## Given records

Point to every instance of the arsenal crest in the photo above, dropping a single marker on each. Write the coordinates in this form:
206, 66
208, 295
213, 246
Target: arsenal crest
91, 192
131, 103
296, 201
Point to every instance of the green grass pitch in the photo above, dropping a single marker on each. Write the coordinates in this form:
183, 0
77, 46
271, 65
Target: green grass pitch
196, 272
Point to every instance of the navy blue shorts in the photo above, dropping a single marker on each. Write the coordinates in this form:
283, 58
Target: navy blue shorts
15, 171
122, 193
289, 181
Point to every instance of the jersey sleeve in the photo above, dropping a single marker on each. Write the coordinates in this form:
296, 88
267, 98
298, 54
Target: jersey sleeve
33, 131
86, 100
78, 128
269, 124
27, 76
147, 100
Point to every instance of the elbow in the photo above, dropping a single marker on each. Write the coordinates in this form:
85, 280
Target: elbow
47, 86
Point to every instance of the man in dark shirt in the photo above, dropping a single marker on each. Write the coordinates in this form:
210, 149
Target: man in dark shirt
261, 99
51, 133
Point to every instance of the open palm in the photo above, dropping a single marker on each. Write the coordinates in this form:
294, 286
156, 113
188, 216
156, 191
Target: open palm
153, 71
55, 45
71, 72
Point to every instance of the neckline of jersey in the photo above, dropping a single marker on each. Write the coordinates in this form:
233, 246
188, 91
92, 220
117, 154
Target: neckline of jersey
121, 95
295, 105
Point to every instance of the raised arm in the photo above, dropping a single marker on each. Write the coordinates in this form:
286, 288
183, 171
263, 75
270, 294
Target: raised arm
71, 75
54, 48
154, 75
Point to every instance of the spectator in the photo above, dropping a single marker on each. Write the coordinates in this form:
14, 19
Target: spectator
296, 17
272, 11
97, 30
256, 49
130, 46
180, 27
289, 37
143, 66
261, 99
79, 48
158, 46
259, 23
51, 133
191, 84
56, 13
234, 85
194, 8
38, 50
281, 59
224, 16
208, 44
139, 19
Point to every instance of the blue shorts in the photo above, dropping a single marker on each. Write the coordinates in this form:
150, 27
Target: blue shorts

## Task brief
Set down the data once more, word for word.

## Reply to the task
Point to every instance of the arsenal crest in the photo above, dropping a single marker on each. Write the coordinates in this form:
206, 66
208, 295
213, 246
Target: arsenal crest
91, 192
131, 103
296, 201
Point to every instance of the green grass pitch in the photo above, dropping a single marker on each. Write the coordinates in this form:
183, 0
77, 46
271, 65
Target: green grass pitch
196, 272
Point to every instance of the navy blue shorts in the photo above, dropping a single marker on each. Write the coordinates in this form:
283, 58
Target: navy blue shorts
15, 171
122, 193
289, 181
Point to every instance of the jersey sleeve in the photo above, dropping a single marker on each. Write the coordinates in this form:
296, 88
267, 98
298, 54
Target: jersey sleeve
33, 131
86, 100
78, 128
269, 124
27, 76
147, 100
Point to every instance of the elbow in the photo above, dropping a single marker on each. Write the coordinates in this form:
85, 280
Target: elbow
47, 86
Point to every instance of the man in dark shirt in the photo above, dropping a single marker on each. Write the coordinates in this form:
210, 149
Target: man in dark shirt
261, 99
51, 133
Point to every instance of the open palm in the photo above, dropping a single marker on each. Write the coordinates in this form:
294, 286
156, 113
188, 216
156, 191
Target: open palm
153, 71
55, 45
71, 72
Point to every instance of the neckline of jersey in the photo above, dropping a single marker on each. Write the coordinates in this form:
233, 246
188, 91
92, 220
117, 154
Target: neckline of jersey
121, 95
295, 105
Point to every instance of the raised arm in the photo above, dropping a single marker on each. Write the coordinates in this form:
286, 288
183, 171
263, 75
270, 294
Target: raised arm
71, 75
54, 48
154, 75
Point to every instance of the spectator in the photo above, dropping a single marker on each. Write the coordinates in this form:
14, 19
Target: spectator
296, 17
272, 11
97, 30
256, 49
130, 46
180, 27
289, 37
143, 66
261, 99
79, 48
158, 46
259, 23
51, 133
191, 84
56, 13
234, 85
194, 8
38, 50
281, 59
224, 16
208, 44
139, 19
Point to every instance of the blue shorts in the photo above, dropping a single marker on each. Write the coordinates in this form:
150, 27
Target: blue shorts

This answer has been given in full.